____ SUPPLIED RECORDS

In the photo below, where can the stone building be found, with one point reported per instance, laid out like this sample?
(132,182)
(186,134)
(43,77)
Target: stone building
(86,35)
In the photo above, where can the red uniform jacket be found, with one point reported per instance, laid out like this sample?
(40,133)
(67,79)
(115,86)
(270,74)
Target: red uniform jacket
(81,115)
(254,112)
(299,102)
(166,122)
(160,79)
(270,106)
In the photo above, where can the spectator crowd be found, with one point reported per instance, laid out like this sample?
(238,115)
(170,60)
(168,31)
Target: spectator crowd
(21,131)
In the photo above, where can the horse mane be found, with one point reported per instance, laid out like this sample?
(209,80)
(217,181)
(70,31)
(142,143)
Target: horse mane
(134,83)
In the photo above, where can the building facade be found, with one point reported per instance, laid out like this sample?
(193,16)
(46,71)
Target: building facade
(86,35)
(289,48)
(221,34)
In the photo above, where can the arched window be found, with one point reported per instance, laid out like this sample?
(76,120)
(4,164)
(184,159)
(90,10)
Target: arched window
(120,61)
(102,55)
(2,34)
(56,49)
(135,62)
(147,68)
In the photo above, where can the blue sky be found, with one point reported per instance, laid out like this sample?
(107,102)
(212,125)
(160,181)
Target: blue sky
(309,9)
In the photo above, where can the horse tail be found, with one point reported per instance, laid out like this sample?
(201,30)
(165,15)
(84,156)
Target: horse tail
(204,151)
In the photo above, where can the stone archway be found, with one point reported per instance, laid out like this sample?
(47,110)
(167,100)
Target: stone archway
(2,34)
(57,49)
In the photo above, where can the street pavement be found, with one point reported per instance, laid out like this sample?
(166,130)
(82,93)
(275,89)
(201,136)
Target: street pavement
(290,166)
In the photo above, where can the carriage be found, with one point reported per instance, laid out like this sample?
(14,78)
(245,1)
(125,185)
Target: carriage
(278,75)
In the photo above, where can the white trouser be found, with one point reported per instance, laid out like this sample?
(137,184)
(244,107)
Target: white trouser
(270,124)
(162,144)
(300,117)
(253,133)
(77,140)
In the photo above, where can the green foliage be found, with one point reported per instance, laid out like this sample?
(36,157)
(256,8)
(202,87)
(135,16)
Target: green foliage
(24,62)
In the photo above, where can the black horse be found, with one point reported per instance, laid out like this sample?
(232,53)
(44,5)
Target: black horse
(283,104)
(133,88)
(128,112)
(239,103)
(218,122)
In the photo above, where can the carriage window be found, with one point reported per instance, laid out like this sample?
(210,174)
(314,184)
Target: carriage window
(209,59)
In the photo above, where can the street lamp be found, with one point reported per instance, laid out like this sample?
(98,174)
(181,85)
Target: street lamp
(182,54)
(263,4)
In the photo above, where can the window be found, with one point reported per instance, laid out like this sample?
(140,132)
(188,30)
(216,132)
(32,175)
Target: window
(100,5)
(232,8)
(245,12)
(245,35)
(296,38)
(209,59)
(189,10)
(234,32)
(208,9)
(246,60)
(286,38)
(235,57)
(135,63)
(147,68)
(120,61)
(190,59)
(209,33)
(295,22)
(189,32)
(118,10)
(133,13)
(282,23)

________

AIM:
Can you rewrite the entries above with every "laid out like this sample" changed to "formatted like this sample", leaving everything else the same?

FINAL RESULT:
In the photo below, where can the stone building be found, with one point reported per instance, formatted like this sample?
(132,182)
(186,134)
(43,77)
Target: stone building
(86,35)
In the photo above, where can the red uniform jacket be found, with one point reported per instance, formatted like this sample?
(40,133)
(67,79)
(115,86)
(270,74)
Target: red uniform jacket
(81,115)
(254,112)
(299,102)
(166,122)
(160,79)
(270,106)
In the photo above, where can the spectator crowd be found, with one point reported per instance, formatted like this sample?
(238,115)
(170,60)
(168,31)
Target: spectator crowd
(21,131)
In the photo above, where can the horse mane be found, with one point reported per instance, formatted like this sample?
(209,80)
(217,181)
(70,31)
(142,143)
Target: horse mane
(134,83)
In the photo above, where can the building facade be found, with one point reported per instance, formatted like this sample?
(193,16)
(46,71)
Target: building facade
(86,35)
(289,48)
(221,34)
In the photo above, where can the arched window be found, with one point reported per instance, formatted like this sample?
(76,120)
(4,164)
(184,159)
(90,10)
Target: arched window
(120,61)
(102,55)
(2,34)
(56,49)
(135,62)
(147,68)
In the photo above, where can the blue sky be found, with one point reported per instance, formatted like this sample?
(107,102)
(212,125)
(160,181)
Target: blue sky
(309,9)
In the photo above, where can the horse tail be found, with one point reported per instance, formatted like this sample?
(201,30)
(165,15)
(84,156)
Target: horse tail
(204,151)
In the photo above, where can the stone archway be found, with one point reported per instance, formatted like this sample?
(47,110)
(167,100)
Target: stone archway
(2,34)
(57,49)
In the photo above, where can the street pavement be found, with one point reported per instance, formatted like this sample?
(166,130)
(82,93)
(275,89)
(201,136)
Target: street pavement
(290,166)
In the photo above, where can the carriage be found, with one point reported per instance, formatted like this sample?
(14,78)
(245,1)
(125,185)
Target: carriage
(278,75)
In the photo above, where can the white trouser be found, with one point reported per instance, formatted like this sample?
(137,184)
(244,107)
Target: white trouser
(270,124)
(162,144)
(300,117)
(253,133)
(77,140)
In the photo above, where can the green foliage be found, with one point reported per instance, formatted like this sample?
(36,157)
(256,8)
(202,87)
(135,16)
Target: green foliage
(24,62)
In the photo above, where can the black horse be found, with one point reported per instance, formatted like this sample?
(232,53)
(44,5)
Target: black horse
(283,104)
(133,88)
(128,112)
(239,103)
(218,122)
In the photo above, where can the carriage window be found, with one point reported per instance, formatted like this sample?
(210,174)
(314,184)
Target: carriage window
(209,59)
In the photo above, where can the street lamp be found, with one point reported per instance, formatted like this sample?
(98,174)
(181,85)
Target: street lamp
(182,54)
(263,4)
In the photo above, where can the window be found, with one point reported per instance, formatted like this sample?
(140,132)
(188,30)
(216,132)
(32,175)
Target: window
(100,5)
(232,8)
(245,12)
(245,35)
(296,38)
(209,59)
(189,10)
(234,32)
(208,9)
(246,60)
(286,38)
(235,57)
(135,63)
(147,68)
(120,61)
(190,59)
(209,33)
(295,22)
(189,32)
(118,10)
(133,13)
(282,23)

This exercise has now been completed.